• [記述問題 1]:
夕張の坑口跡を歩いた文章では、冷水山の標高は何メートルとされていますか。
• [記述問題 2]:
夕張の坑口跡を歩いた文章を、最後の文の後から書き継いでください。

• [本文抜粋]:
◇ ◇ ◇ ◇ ◇ ◇ ◇

冷泉の噴き出す坑口
閉山からそろそろ40年近くが経過し、
炭住街はずいぶん少なくなってしまったが、
夕張は谷間に犇めき合う建物が印象的だ。
閉山後の「炭鉱から観光へ」。
街のこの一環の取り組みの一部が、
マウントレースイスキー場だ。
標高702.8mの冷水山の麓に広がるリゾートスキー場。
この時期は緑の野が広がる、
広大な山だ。
広大な秋のスキー場をハイクするのも面白い。
トレイルランを楽しんでいる方もいるが、
基本的に独占状態だ。
途中の緩やかな斜面には養蜂の箱が多数置かれている。
ミツバチが大量に飛んでおり、
近づかないように先に進む。
奥の斜面からは白濁した冷泉が、
流れている。
量が多くしかし温度は冷たい。
冷泉から草の刈られた小道を歩く。
ここで出くわした古老は当時を思い出すように、
最盛期の炭鉱の様子や、各所の坑口の話をして頂いた。
そしてやがて現れた密封された坑口跡。
橋立坑だ。
RCで完全密閉されている。
橋立坑から更に奥へ進むと小川と交差する。
渡って対岸を目指す。
この付近から硫黄臭がする。
土手には65A程度の配管が這っており、
内部には水の流れる音がある。

◇ ◇ ◇ ◇ ◇ ◇ ◇

• [提供資料]:
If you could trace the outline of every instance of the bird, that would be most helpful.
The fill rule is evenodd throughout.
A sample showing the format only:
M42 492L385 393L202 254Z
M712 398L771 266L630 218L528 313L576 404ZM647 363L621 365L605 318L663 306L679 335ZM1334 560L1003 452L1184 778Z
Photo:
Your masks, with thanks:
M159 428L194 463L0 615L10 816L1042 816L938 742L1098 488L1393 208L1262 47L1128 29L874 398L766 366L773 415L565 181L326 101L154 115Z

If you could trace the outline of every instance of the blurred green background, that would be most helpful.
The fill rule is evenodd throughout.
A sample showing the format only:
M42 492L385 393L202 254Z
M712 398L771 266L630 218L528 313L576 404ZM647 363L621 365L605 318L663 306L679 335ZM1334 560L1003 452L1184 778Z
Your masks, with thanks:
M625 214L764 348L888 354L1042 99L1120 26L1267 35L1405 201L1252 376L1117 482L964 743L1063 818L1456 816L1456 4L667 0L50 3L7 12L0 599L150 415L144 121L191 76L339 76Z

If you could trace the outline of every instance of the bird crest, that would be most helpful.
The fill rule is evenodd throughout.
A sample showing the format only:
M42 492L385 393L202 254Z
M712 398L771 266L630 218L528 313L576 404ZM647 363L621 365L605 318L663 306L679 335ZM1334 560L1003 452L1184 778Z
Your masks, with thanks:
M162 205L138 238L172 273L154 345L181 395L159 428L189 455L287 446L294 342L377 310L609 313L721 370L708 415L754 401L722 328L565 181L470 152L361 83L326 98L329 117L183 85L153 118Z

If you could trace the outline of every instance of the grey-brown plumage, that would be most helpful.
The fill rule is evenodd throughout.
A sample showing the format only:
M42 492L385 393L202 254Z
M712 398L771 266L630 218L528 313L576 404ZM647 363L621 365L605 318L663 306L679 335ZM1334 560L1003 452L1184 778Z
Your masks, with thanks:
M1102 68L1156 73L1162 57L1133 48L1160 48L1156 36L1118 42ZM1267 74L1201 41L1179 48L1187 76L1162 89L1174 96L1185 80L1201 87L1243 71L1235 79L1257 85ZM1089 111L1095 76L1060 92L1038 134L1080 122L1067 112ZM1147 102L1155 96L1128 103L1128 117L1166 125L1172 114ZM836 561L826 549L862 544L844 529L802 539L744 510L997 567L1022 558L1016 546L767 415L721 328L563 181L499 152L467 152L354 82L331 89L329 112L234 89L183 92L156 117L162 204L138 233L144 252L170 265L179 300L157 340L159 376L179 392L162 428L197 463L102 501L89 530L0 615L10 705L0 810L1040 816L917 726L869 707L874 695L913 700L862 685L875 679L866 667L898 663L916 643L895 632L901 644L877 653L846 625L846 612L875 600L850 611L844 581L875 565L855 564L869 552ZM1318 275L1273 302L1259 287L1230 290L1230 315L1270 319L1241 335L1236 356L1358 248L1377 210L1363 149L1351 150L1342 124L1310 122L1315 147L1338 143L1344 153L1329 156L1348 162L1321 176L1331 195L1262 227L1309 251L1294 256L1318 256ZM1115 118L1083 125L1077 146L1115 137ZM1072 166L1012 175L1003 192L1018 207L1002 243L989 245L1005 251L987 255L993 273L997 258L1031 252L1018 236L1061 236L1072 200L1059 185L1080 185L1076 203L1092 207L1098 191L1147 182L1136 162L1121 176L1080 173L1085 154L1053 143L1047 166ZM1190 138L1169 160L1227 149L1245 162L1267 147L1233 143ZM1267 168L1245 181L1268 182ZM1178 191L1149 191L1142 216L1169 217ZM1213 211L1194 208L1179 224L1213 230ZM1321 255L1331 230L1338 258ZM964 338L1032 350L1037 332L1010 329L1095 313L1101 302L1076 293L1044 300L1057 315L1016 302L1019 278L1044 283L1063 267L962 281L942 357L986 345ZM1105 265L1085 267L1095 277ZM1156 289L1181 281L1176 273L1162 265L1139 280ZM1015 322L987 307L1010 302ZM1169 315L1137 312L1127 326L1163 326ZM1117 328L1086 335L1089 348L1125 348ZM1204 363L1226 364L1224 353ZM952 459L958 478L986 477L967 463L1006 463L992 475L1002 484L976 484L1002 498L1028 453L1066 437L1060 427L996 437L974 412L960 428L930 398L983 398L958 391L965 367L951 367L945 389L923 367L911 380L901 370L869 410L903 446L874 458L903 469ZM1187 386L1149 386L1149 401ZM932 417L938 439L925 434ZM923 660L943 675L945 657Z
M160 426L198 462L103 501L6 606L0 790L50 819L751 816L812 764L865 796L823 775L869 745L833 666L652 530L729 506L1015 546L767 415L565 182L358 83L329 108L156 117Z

◇ ◇ ◇ ◇ ◇ ◇ ◇

• [最終解答 1]:
702.8メートルです。

• [最終解答 2]:
この配管を追うと・・・。
近代的な貯水施設に配管は接続している。
その脇には巨大な坑口が。
近づいてみよう。
格子状の木材で封鎖された松島坑。
坑口からは多量の水が流れ出る。
付近には配管や廃材が散乱する。
坑口から迸る水の正体は冷泉で、
古老の話によると、市街地まで引いているそうだ。
しかし配管の継手から夥しく漏れている。
それでは入坑してみよう。
冷たい冷泉を浴びつつ、
坑道内部に侵入する。
坑内はすぐに封鎖されており、
その奥から冷泉が引かれている。
外部よりは少しは気温が高いようだ。
最奥から眺めた坑口。
冷泉が誰かの役にたっているのなら、
本坑の存在価値も優位なものだろう。
一転して豪雪の厳島抗。
昭和27年に開坑した南区排気風洞である。
夕張の冬は長い。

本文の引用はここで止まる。